Your task. In the excerpt about GAME's founder, which two chairman positions did Ravi Venkatesan hold?

Ravi Venkatesan, the founder of GAME, exemplifies the strategic executor paradox. On the one hand, he is the consummate big-firm strategist able to put a grand vision and a large organization together in a manner that reveals expertise picked up during decades of work in the corporate world. (He was chairman of the Bank of Baroda, India’s second largest bank, and before that, chairman of Microsoft India). On the other hand, Venkatesan is dedicated to creating local opportunities for a large number of entrepreneurs through GAME, an effort that will epitomize learning and adjusting rapidly to changing conditions in the start-up sphere.

His organizational framework has two distinct elements: (1) an overall architecture and governance structure that will be relatively permanent and hew to principles that Venkatesan designed, based on experience, to facilitate GAME’s mandate; and (2) a dynamic operational model that will be in flux; constantly improving as new ideas emerge. In the first part, Venkatesan demonstrates the execution aspect of the strategic executor paradox; in the second, he provides the strategic dimension. Perhaps the most impressive element of his approach to GAME is that without the disciplined structure and the concomitant rules and policies that he put in place—without the exquisitely drawn execution game plan for governance and growth—the organization would be adrift and unable to meet the goals of its strategic thrust.

Raw data.

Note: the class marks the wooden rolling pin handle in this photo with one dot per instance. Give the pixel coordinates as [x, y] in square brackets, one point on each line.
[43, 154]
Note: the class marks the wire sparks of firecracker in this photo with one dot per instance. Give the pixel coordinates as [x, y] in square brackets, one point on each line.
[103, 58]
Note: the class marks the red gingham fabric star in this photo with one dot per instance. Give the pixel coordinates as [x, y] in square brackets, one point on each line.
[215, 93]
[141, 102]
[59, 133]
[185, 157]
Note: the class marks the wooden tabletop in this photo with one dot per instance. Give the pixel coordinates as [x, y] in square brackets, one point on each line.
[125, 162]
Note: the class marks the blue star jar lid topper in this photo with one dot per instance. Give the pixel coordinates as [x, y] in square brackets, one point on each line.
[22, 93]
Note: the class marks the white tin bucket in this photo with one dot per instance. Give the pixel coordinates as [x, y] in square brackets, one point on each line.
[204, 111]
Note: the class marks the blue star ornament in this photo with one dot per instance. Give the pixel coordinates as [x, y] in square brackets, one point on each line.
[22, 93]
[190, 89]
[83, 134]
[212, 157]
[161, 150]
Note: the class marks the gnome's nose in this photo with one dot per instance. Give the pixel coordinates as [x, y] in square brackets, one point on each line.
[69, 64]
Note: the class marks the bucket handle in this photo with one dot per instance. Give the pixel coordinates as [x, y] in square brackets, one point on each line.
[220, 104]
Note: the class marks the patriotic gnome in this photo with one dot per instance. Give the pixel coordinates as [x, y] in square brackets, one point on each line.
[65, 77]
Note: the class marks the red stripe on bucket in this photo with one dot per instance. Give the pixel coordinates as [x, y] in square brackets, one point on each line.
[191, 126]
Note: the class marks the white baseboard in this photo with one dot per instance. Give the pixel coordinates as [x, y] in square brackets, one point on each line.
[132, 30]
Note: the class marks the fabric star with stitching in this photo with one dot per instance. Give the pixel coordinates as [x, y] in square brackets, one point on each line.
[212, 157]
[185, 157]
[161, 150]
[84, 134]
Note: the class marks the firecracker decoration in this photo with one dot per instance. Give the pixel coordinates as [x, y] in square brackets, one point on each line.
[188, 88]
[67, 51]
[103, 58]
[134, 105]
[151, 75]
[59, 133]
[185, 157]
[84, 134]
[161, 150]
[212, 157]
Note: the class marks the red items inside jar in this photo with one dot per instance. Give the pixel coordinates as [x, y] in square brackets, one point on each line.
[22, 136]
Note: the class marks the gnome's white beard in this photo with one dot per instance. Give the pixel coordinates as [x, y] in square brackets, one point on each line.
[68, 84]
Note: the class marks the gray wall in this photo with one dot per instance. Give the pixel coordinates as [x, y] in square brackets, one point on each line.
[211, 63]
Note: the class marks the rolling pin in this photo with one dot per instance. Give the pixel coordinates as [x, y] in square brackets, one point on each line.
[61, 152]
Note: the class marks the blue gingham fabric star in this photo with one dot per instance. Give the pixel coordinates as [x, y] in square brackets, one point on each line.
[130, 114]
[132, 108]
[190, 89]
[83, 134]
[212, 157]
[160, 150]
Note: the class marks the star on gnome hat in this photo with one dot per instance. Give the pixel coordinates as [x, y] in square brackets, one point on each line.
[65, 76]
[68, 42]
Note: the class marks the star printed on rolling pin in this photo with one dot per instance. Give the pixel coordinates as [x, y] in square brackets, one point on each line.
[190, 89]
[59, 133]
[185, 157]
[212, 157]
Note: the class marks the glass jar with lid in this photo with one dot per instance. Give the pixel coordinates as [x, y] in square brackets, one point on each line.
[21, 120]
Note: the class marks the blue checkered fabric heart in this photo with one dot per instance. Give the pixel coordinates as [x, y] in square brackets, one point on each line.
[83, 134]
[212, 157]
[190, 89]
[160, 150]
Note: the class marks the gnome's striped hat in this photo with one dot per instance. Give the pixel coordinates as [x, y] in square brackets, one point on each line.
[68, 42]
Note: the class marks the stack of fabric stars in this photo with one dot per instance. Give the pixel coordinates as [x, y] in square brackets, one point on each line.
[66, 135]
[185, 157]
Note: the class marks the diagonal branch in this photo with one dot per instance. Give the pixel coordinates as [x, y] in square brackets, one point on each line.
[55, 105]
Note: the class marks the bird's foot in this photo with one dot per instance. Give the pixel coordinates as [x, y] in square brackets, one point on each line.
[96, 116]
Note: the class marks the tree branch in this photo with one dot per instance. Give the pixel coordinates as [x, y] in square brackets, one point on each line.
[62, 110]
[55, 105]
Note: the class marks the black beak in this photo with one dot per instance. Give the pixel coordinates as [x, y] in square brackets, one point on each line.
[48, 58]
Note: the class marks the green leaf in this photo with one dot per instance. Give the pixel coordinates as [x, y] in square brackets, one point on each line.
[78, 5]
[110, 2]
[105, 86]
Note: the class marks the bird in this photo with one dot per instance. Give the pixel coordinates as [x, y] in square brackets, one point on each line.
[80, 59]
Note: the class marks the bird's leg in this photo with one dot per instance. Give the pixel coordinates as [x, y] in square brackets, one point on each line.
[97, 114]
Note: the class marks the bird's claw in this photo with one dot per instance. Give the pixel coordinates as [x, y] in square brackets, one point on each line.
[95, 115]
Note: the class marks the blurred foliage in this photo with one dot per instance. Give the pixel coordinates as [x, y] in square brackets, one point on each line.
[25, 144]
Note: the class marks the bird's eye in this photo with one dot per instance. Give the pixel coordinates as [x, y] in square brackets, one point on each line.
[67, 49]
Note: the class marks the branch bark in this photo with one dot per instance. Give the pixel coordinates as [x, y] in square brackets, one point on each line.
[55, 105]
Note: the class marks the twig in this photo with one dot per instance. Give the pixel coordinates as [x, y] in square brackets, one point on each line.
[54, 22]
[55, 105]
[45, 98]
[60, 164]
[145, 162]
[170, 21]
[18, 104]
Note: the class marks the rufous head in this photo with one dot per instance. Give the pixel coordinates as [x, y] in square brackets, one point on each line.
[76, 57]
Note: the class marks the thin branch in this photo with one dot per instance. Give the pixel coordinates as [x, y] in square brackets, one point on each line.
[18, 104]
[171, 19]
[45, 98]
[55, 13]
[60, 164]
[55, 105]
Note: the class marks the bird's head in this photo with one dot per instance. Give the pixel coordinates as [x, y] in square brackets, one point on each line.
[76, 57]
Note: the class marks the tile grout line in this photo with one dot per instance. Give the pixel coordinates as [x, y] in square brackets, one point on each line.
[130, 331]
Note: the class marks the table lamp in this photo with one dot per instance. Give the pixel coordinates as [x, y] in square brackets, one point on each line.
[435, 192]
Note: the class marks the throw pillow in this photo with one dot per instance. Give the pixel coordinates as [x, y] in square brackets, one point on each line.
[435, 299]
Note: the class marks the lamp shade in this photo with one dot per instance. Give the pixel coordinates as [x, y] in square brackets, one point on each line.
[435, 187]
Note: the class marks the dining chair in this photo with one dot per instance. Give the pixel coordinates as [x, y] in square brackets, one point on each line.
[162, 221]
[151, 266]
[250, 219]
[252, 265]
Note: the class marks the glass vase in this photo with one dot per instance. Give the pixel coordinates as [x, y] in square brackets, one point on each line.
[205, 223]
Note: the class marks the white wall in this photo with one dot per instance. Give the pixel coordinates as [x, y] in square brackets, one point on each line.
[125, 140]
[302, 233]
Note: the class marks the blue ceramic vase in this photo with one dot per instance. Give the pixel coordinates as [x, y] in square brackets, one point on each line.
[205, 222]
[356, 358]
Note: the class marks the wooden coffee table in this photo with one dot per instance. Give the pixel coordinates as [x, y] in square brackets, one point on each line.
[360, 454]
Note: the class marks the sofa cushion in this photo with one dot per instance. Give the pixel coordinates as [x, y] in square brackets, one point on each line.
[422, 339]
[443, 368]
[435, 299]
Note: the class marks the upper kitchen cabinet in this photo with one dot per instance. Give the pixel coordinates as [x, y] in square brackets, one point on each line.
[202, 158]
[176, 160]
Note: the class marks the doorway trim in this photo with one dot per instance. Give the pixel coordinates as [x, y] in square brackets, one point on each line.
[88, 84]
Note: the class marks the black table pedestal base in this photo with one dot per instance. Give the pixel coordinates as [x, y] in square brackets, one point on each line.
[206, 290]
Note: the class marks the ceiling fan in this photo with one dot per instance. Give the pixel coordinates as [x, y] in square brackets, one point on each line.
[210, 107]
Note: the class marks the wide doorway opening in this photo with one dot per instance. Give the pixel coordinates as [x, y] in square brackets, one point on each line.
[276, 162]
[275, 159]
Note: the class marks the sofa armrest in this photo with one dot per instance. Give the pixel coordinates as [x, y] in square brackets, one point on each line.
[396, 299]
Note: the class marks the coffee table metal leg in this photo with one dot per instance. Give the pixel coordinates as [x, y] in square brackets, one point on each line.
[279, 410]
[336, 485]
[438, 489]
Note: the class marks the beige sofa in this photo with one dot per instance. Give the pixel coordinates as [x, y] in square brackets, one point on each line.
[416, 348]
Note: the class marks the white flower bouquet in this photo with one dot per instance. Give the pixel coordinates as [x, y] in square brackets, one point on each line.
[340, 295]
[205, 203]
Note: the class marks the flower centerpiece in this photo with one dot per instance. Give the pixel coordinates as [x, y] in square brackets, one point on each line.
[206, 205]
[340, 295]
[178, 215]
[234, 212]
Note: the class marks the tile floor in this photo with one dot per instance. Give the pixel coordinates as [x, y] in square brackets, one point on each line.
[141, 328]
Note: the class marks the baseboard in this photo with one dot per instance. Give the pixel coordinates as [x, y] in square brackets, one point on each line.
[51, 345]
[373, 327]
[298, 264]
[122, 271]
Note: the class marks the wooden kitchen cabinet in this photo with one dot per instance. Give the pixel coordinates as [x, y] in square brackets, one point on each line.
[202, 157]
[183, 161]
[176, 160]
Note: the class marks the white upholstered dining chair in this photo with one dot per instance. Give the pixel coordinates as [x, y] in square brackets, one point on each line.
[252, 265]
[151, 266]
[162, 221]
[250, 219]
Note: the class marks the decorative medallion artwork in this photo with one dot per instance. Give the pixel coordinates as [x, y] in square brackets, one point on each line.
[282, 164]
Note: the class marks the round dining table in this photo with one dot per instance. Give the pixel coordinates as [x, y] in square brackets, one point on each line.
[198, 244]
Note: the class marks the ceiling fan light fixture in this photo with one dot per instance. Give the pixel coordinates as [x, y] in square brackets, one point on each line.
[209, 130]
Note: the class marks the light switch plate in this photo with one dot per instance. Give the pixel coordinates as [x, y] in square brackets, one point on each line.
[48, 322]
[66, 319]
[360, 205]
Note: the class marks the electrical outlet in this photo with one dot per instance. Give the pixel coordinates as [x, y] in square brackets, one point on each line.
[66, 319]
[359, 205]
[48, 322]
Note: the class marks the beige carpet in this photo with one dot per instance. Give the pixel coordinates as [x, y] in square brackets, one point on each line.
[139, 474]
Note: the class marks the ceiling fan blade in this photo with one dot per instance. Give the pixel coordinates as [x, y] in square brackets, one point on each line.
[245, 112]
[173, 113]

Task result. He was chairman of the Bank of Baroda and, before that, chairman of Microsoft India.